End of the Herford Ranch

37chief

Well-known Member
Location
California
In the late 40's Mr Lloyd came to this community, and bought up a lot of land. He started raising Herford cattle He had a fairly big operation. As time passed he died. The cattle were sold. The buildings sat empty for a lot of years. After his wife died the kids started selling off the land. All houses now. The main house, and a few acres was all that was left. This year the remaining land was sold. The house was torn down, and the land leveled. Today I mowed the remaining property. No one would ever know what went on here 65 or so years ago. I guess you can call it progress, but not sure. Probably all farming communities have that happening now. Stan
 
Same thing here, but at least some areas of the housing are not dense, it's evolved in the last 40 years. One thing that in this plateau with its terrain, its not all that desirable, some nice areas to build, many not so nice and it will cost you. I was amazed at the 30' of shale that was excavated out for a TSC store, they paid 1.9M for the lot too! Its fun to look at the aerial photos of 1952, things are quite different today.
 
that aint progress in my book either ,,. we had a lot better country of people that thought rite back in those days
 
Everyone I know that lives in a house the land its on was cut off of a larger piece of
real estate at some point in time as the population increases takes more pieces of land and so more gets divided.
 
I remember when I was a kid,there was a big dairy just south of Jackson Michigan on 127. A bunch of Harvestors,a huge bunker,big glass front milking parlor. I was by there last week. There's corn growing,but where the buildings were,all there is,is a falling down house and some trees growing up. You'd never guess in a million years that there was ever a place the size that there had been there.
 
Always sad to see those once thriving farms come to an end. Just a reminder that time continually marches on.
 
Yes it happens other places. When I was a kid there was a 5000 acre farm just north of my farm. In the 80s the guy went broke and the bank sod the land to investors. Now there are $250K houses all with a 5 acre "ranch". The sad thing is that a lot of the progress covers up some of the best farm land. Land that has little use other than holding the world together remains unproductive.
 
North of Dallas in the Frisco/Allen/Mckinney area they are covering a lot of good farm land with concrete and Mcmansion sprawl.

* **Tasks and exercises**
**1.** According to the ranch thread, how much was paid for the lot where the TSC store went in?
**2.** Go on with the ranch thread by writing the next reply after its last post.

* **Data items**
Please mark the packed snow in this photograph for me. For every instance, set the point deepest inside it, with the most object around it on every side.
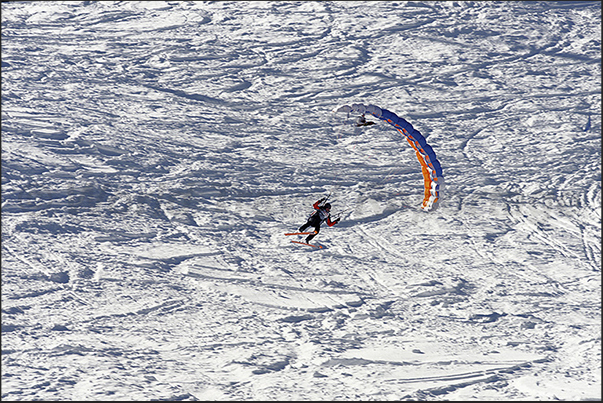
(155, 153)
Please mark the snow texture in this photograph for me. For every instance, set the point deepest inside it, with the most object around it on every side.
(154, 154)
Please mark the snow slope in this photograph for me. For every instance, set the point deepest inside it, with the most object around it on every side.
(154, 153)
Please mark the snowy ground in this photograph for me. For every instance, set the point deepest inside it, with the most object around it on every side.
(154, 153)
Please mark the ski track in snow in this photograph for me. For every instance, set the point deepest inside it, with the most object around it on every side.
(154, 153)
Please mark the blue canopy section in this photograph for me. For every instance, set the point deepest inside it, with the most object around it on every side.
(432, 170)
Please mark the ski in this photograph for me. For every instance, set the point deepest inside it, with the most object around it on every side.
(301, 233)
(309, 244)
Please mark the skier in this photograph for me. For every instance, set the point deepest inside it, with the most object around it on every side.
(360, 120)
(318, 216)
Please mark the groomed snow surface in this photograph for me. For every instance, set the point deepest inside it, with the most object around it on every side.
(154, 154)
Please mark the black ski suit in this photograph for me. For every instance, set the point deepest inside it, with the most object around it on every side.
(318, 217)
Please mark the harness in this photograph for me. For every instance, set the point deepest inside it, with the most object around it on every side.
(322, 215)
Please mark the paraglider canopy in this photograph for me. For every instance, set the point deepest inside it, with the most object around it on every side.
(432, 170)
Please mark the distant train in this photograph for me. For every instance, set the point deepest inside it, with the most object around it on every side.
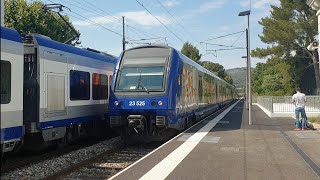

* **Answers below**
**1.** $1.9 million.

**2.**
In this area they're in the bad habit of taking an 80 or 60 or whatever rectangle with a house and they sell the house and an acre
or two seperate from the land. The house is almost always near the road and the land ends up with a horseshoe shape on the road
end. Then if someone wants to build on the land the view from their front yard will be the back yard of the original house.
 
Yes that happens everywhere.

A picture of what use to be my grandfathers dairy farm up until about 1943.


a198404.jpg
 
My folks never owned a farm, we were just tenant farmers. The dairy farm where I lived most of my growing up years is now a public golf course. I played it few times many years ago and had a lot more fun walking the fairways and reminiscing about the stuff I did on that ground many years ago, than I did hitting the ball.

Tom in TN
Formerly outside of Kent, Ohio
 
Same thing happened in the Fraser Valley, east of Vancouver. In my youth it was rated in the top 5 of agriculture growing areas in the world. There are still some productive farms there - the rest is subdivisions -DUMB
 
Back when "Cotton was King" this place was heavily populated. Cotton demand died off and so did the area. Lots of old barns, houses, cisterns, fence rows on both sides where an old dirt road used to be, cotton working machines and implements still sitting around rusting away.....wide places in the middle of small towns 10 miles apart where they used to park the cotton trailers going into and out of the cotton gins. Some little towns of a couple hundred souls may have had 2 or 3 gins. When I moved here in '79 there were 4 dairies within a 5 mile radius.....today none.

Today nothing but the wide open space in these little towns. Some had 3 or 4 banks. Now if there is one it's only because it's a branch of a larger site. A lot of little towns still have post offices but they aren't bricks and mortar any longer.....trailer houses! Times change. Un-official Marine motto: Adapt, Improvise, Overcome, (Clint Eastwood movie sitting on the steps of a building they cleared in the battle to get the college kids off of Granada Island). Folks did just that. Quit farming, moved to town, got an 8-5 job, solid pay check and sold the land to X-city slickers like me who were tired of all that urban hoopla and wanted some peace and quiet. I wasn't a Marine but I use their slogan daily.
 
My piece is an original 40 deeded from the US to a war of 1812 veteran, it has not been split. It was deeded in 1838, and I am only the third non-family owner.
 
Just a couple of hours ago, while driving past a Walmart and other businesses on 27th Street on the north edge of Lincoln, Nebraska, I commented to my wife that it seemed strange to think that 30 years ago we were racing stock cars where that Walmart now sits.

There was a 3/8 mile dirt track on the site back then. Homeowners got it shut down because of the noise, maybe 12-15 Sunday evenings a year. I often wonder what they think now with a 24 hour Walmart there.
 
Yes, happened here, a huge racehorse farm years ago owned by Steven Sanford, Sanford stud farm, or Hurricana,a big farm with a training track ect. It's now a Walmart, price chopper Home Depot hannaford ect. Only I barn left on the place..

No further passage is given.